[Dataset excerpt]
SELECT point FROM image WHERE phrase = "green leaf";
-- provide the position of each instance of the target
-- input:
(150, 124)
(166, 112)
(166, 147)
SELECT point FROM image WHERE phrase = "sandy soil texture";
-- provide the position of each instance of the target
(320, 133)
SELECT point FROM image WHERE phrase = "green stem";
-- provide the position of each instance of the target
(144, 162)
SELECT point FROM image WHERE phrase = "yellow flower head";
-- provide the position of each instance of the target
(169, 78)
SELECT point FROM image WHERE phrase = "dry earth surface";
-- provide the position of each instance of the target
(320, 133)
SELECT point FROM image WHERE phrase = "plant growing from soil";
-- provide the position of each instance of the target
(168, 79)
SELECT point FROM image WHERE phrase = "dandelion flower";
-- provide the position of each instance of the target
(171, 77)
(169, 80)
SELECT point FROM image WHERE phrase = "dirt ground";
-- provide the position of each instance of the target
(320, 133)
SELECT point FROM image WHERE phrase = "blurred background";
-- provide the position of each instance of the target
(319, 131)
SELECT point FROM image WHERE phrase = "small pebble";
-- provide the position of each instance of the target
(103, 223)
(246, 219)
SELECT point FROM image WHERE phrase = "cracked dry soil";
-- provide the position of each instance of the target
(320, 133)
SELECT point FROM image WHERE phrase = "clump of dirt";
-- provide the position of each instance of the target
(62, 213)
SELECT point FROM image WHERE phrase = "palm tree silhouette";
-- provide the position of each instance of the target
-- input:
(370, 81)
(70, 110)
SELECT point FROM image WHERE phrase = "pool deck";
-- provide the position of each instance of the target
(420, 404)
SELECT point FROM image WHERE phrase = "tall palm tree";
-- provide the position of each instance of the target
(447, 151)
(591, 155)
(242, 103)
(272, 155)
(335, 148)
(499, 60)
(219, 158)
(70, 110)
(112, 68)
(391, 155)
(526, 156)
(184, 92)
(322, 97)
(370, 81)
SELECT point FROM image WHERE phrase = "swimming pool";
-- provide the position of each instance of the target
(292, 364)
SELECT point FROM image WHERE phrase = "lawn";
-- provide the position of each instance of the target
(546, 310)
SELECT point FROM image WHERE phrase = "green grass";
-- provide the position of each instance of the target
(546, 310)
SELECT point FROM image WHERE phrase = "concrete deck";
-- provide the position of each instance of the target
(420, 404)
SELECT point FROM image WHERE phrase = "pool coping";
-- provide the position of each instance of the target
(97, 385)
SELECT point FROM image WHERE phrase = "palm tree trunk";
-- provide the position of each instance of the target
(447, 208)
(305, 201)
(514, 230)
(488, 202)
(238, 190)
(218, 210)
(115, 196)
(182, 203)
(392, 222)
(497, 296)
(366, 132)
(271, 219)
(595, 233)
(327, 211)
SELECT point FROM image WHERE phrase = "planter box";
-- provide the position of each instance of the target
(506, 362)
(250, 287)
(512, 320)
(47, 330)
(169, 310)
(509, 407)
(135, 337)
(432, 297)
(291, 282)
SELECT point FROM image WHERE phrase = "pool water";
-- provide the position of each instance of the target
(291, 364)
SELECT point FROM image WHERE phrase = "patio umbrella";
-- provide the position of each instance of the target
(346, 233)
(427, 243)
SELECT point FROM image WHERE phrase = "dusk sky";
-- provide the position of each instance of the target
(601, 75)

# Required work:
Collect every line of the listing that contains the word "flower", copying each one in full.

# Result of the exercise:
SELECT point FROM image WHERE phrase = "yellow flower head";
SELECT point FROM image WHERE phrase = "dandelion flower";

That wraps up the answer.